_EXTRACT_
Longevity Risk in Solvency II: Standard Formula and Internal Model Compared

Western European populations have been growing older and older by the day over the past few decades, and financial institutions offering pensions are not very excited about this development. Why, you wonder? Because it is unknown how old people are likely to become, and this “uncertainty regarding the future development of mortality” [1] called longevity risk can be a significant risk for the financial institutions mentioned above.

Why Solvency II?

For financial institutions offering pension products, mainly insurance companies, remaining solvent is of importance. An insurer is considered solvent when the company is able to meet its long-term financial obligations, while taking into account the risks such a company is exposed to. In order to ensure that insurance companies across Europe limit their risk of insolvency to a desired level, the European Insurance and Occupational Pensions Authority (EIOPA) has proposed the Solvency II Directive, both to harmonize EU insurance regulation, as well as introduce risk-based regulation more tailored to the risk profile of the respective insurance company. Longevity risk is one of the risks present in an insurer’s risk profile.

Insurers offering pension products have to take longevity risk into account when assessing the future liabilities of their portfolios, since longevity risk cannot be diversified by pooling (a form of risk management) and is hardly hedgeable because of a small and illiquid market to securitize this risk. Longevity risk is especially relevant for insurers because underestimation of future life expectancies are a worldwide phenomenon, and the consequences of underestimation for an insurer’s solvency can be severe.

Longevity Risk in Solvency II

In Solvency II a distinction is made between two types of mortality risk: longevity risk being the risk of decreasing mortality rates, i.e., the odds of someone dying become lower in the future, and mortality risk being the risk of increasing mortality rates, i.e., the odds of someone dying become higher in the future. To account for these risks, Solvency II requires the insurance company to hold a so-called buffer in terms of capital: the Solvency Capital Requirement (SCR). If an insurer holds this SCR for all its risks, its chances of becoming insolvent within one year are reduced to 0.5%, according to Solvency II.

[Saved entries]
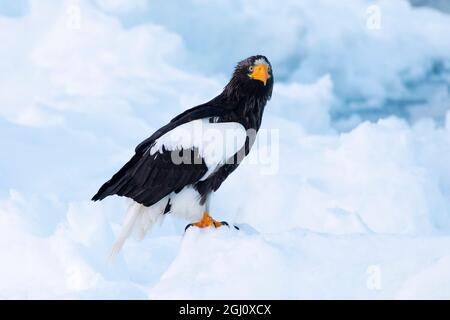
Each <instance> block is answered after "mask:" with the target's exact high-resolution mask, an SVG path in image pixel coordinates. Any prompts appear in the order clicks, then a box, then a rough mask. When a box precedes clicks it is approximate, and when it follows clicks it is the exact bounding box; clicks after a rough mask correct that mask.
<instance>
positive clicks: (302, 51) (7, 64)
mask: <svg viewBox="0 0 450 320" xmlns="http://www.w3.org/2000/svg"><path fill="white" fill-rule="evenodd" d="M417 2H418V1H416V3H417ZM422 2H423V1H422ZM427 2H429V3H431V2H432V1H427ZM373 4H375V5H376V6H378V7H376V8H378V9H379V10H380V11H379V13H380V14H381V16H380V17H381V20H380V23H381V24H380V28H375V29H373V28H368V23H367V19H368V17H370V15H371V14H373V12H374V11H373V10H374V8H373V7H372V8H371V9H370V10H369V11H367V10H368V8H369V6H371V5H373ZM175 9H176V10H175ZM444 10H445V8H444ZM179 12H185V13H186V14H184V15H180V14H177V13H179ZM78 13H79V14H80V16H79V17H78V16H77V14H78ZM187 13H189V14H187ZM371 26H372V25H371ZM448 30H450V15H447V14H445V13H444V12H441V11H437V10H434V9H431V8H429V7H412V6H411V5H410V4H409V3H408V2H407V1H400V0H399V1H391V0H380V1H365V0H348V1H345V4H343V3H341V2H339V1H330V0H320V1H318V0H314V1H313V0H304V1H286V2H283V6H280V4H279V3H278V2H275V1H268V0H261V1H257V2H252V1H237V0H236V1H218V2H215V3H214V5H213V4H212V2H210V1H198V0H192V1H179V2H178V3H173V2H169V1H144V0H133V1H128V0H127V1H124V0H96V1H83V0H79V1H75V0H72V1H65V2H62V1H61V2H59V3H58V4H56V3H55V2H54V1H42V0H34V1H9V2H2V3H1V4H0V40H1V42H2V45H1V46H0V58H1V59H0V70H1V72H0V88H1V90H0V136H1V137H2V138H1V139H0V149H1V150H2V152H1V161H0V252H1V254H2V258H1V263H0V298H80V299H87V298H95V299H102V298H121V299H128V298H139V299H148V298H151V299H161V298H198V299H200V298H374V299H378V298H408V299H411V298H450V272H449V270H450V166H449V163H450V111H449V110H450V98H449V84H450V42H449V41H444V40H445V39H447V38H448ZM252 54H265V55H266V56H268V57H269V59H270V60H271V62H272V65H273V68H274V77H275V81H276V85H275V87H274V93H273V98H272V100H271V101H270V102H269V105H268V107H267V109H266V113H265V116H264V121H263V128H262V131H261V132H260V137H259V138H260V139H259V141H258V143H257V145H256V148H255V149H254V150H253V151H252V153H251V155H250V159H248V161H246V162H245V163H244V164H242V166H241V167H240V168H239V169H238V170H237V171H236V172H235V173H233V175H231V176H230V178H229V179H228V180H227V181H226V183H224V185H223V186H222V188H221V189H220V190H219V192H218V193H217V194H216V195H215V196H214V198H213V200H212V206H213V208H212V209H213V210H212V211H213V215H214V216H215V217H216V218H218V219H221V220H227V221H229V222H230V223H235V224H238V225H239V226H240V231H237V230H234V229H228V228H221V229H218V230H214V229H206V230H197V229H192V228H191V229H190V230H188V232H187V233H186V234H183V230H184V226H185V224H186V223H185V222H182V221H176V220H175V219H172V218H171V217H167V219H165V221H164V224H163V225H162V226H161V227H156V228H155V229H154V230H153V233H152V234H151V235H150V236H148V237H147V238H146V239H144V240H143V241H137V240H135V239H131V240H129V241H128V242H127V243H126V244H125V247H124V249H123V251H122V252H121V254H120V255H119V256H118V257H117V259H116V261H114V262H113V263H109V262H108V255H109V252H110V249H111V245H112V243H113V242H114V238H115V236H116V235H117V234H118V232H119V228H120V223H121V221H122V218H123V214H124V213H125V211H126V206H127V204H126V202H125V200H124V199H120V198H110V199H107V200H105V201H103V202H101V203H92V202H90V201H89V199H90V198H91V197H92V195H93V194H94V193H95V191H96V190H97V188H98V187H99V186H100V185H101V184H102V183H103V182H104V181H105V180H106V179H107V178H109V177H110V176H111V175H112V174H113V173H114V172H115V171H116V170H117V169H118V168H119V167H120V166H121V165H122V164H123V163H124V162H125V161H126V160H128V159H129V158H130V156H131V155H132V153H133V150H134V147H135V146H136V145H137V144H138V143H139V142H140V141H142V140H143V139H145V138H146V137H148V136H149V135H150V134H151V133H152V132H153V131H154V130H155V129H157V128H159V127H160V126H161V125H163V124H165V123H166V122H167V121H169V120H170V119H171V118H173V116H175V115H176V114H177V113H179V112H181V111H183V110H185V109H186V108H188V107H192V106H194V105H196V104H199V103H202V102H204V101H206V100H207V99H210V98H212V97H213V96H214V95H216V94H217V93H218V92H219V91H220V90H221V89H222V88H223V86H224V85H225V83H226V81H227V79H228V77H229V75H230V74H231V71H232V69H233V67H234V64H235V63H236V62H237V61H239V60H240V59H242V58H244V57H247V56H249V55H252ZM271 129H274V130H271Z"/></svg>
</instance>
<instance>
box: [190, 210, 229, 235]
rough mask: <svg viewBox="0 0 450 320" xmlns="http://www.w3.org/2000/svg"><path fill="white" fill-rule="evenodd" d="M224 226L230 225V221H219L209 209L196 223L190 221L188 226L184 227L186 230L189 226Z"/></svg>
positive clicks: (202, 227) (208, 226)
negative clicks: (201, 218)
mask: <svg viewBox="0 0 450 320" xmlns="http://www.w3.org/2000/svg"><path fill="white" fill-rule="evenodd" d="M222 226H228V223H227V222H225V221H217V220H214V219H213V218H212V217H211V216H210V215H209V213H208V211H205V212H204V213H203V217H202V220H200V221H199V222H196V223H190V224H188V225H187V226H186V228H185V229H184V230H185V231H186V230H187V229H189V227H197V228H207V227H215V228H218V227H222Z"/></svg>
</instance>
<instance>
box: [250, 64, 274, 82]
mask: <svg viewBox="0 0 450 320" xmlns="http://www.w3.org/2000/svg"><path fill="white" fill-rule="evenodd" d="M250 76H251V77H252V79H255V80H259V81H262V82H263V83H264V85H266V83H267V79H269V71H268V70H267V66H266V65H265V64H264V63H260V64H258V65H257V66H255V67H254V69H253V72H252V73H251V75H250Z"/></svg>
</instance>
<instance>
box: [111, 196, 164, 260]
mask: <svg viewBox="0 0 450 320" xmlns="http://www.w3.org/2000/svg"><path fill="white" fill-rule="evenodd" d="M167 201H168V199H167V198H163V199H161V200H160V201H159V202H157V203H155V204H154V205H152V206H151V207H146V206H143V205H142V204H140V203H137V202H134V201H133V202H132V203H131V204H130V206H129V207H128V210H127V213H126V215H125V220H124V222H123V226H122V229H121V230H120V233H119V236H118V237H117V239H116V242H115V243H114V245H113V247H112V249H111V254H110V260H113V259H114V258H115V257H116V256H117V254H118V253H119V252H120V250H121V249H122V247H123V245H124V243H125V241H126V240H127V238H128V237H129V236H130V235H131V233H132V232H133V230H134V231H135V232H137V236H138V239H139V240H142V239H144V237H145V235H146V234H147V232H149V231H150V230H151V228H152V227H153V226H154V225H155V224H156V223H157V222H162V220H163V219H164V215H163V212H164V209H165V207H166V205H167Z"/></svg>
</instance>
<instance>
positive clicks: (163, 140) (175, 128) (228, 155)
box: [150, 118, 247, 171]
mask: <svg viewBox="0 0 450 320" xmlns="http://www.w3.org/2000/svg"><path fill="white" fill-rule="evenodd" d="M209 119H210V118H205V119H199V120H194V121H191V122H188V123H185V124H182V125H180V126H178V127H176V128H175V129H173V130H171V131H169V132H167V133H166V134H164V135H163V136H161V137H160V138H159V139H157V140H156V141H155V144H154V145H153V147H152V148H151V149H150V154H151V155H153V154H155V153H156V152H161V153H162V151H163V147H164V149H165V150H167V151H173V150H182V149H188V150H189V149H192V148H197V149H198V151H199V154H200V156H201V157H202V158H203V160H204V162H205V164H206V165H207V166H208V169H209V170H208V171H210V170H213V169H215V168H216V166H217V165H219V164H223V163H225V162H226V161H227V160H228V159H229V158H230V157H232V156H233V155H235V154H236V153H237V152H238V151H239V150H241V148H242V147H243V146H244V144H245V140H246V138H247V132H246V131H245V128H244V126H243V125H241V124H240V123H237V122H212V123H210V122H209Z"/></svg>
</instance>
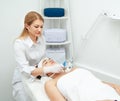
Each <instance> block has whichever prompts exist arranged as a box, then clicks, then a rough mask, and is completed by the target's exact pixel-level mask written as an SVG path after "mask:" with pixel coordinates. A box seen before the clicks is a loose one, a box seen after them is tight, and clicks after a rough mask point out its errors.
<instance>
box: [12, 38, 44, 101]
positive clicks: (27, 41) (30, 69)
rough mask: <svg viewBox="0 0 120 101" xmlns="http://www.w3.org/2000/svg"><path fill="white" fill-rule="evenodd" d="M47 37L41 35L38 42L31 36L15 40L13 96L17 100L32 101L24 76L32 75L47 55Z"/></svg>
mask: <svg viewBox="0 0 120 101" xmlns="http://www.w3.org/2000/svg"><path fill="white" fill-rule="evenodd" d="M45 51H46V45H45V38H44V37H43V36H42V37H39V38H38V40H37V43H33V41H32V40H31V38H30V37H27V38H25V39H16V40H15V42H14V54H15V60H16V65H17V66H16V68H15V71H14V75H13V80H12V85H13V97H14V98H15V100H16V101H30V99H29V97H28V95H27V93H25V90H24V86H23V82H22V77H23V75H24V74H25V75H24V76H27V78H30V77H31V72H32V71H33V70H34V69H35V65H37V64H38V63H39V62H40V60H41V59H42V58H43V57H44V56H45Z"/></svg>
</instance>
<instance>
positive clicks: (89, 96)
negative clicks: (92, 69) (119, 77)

_REQUIRED ACTIONS_
**1)** Please copy the longevity risk article from "Longevity Risk in Solvency II: Standard" up to and including "Why Solvency II?".
**2)** In the longevity risk article, how low does Solvency II say an insurer's chance of becoming insolvent within one year falls if it holds the SCR for all its risks?

_SET OF ANSWERS_
**1)**
Longevity Risk in Solvency II: Standard Formula and Internal Model Compared

Western European populations have been growing older and older by the day over the past few decades, and financial institutions offering pensions are not very excited about this development. Why, you wonder? Because it is unknown how old people are likely to become, and this “uncertainty regarding the future development of mortality” [1] called longevity risk can be a significant risk for the financial institutions mentioned above.

Why Solvency II?

**2)** It falls to 0.5%.